### Stated task
Every line from the one with "Return one point per instance of the rusty" through the end of the records below should be restated word for word, and nothing outside that span.

-- START OF Exercise input --

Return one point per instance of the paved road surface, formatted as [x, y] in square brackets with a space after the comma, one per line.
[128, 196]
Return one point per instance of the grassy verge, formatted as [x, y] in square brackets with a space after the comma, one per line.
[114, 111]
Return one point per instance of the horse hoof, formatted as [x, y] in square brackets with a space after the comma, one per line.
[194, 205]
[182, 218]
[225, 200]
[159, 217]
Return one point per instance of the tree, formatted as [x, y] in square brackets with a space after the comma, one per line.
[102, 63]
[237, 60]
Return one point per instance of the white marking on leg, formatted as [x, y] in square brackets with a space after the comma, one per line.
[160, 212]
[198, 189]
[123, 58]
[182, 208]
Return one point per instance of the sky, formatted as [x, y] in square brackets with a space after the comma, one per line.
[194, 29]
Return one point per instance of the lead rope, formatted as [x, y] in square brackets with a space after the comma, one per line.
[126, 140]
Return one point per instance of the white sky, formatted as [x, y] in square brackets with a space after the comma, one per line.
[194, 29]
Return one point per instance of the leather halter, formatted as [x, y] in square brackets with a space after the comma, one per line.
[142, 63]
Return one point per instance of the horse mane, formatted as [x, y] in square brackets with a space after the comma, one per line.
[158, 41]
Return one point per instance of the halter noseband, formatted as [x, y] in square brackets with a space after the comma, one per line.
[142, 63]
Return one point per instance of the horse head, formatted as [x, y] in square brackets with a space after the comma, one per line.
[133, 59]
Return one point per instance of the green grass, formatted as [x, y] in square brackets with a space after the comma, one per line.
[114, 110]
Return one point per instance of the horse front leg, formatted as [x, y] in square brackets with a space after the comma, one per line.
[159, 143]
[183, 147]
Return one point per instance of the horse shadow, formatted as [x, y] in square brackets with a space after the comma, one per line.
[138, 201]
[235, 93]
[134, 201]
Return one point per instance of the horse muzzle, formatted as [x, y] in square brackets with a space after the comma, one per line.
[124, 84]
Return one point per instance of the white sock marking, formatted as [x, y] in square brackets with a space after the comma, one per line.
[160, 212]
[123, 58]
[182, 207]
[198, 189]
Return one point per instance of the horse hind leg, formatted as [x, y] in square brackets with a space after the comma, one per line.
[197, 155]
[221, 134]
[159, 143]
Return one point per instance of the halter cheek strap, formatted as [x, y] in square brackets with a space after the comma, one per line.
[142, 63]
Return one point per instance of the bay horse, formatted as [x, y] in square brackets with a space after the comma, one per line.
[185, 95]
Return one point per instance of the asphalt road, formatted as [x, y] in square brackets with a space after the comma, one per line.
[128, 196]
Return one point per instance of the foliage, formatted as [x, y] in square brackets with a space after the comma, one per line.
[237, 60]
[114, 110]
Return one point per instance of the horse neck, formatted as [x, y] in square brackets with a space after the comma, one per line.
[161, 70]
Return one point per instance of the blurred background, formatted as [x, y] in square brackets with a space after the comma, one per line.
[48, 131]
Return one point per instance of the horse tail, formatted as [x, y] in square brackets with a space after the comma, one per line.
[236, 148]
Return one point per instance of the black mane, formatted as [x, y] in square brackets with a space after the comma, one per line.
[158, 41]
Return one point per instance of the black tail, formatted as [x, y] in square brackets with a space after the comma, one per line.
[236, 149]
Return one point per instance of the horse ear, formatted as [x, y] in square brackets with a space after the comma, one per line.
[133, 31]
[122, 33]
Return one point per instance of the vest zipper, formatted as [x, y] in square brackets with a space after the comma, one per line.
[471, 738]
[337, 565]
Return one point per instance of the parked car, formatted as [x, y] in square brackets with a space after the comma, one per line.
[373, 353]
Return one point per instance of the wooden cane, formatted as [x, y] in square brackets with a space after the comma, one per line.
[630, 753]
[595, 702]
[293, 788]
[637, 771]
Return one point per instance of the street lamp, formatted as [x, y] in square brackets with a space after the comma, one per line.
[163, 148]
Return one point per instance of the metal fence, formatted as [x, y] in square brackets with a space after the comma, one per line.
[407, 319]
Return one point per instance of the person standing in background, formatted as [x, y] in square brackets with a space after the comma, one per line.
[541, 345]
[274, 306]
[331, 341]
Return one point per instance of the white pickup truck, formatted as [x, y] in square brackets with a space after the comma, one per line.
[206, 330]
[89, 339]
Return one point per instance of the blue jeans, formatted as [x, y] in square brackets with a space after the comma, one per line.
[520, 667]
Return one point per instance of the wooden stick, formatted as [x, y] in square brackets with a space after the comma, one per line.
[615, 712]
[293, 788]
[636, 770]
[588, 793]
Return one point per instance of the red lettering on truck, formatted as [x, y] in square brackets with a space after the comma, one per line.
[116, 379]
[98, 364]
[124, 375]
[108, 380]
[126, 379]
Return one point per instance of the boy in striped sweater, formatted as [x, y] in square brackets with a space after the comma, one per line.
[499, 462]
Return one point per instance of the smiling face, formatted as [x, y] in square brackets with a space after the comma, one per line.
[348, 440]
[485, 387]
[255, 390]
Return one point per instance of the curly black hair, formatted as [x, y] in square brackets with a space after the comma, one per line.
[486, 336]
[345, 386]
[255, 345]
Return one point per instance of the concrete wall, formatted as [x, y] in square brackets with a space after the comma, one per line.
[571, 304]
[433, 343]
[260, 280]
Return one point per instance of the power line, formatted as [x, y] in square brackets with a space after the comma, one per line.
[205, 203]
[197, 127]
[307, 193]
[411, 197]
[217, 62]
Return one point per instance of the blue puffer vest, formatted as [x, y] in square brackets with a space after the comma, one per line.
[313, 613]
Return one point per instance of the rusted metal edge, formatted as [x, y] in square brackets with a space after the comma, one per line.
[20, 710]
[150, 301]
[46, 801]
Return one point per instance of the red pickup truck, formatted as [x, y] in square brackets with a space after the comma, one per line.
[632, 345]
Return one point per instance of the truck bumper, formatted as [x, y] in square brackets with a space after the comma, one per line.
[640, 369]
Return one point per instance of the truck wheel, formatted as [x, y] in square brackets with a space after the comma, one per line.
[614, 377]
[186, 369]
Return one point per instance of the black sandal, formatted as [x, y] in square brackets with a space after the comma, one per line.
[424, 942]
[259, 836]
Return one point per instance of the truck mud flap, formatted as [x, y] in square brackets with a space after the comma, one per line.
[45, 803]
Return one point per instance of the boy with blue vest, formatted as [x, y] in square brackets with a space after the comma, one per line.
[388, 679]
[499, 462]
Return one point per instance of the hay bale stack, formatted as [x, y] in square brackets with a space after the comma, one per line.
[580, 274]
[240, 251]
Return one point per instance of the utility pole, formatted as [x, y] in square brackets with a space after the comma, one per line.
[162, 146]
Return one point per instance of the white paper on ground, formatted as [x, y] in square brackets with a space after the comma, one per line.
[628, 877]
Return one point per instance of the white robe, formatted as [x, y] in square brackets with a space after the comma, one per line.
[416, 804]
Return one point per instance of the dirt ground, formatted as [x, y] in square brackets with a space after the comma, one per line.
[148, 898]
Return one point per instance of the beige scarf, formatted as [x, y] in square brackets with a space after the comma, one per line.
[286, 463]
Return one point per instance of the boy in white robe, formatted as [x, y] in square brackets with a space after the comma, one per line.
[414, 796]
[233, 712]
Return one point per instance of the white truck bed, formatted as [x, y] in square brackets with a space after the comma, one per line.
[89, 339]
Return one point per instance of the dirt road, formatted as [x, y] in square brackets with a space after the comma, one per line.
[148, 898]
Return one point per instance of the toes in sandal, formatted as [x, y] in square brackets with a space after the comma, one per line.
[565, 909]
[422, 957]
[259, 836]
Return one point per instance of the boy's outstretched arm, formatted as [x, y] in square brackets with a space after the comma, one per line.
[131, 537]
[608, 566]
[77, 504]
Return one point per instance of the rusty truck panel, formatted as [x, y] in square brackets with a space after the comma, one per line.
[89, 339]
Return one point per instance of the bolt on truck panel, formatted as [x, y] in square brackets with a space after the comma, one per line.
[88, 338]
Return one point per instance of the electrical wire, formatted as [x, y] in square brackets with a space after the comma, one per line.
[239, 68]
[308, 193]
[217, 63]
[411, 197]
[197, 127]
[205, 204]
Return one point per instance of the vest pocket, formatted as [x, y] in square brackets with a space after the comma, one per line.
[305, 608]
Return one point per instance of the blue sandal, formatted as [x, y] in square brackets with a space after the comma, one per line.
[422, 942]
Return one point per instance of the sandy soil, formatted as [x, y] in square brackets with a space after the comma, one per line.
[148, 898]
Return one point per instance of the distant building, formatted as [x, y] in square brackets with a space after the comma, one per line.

-- END OF Exercise input --

### Result of this task
Return one point per instance of the rusty truck panel, formatted as [x, y] in square brackets with a space after the comma, one per line.
[89, 339]
Return one point per instance of the bolt on truck panel, formatted as [x, y] in square brackets with a space after the comma, one per line.
[88, 338]
Return one point per instance of the electrical wire, formatted as [x, y] in square brackets with a space after the comma, one per line.
[239, 68]
[308, 193]
[217, 63]
[411, 197]
[197, 127]
[205, 204]
Return one point per instance of the vest pocket, formatted as [x, y] in square brackets with a space after the comma, one per line.
[305, 608]
Return one point per instance of the blue sandal, formatted as [x, y] in square brackets with a space after the comma, one per line.
[422, 942]
Return one point per instance of the sandy soil, formatted as [x, y] in square brackets with a space after the comma, one per line.
[148, 898]
Return one point per instance of the distant building, formatted as [x, y] in square brackets with a space after the comma, one per line.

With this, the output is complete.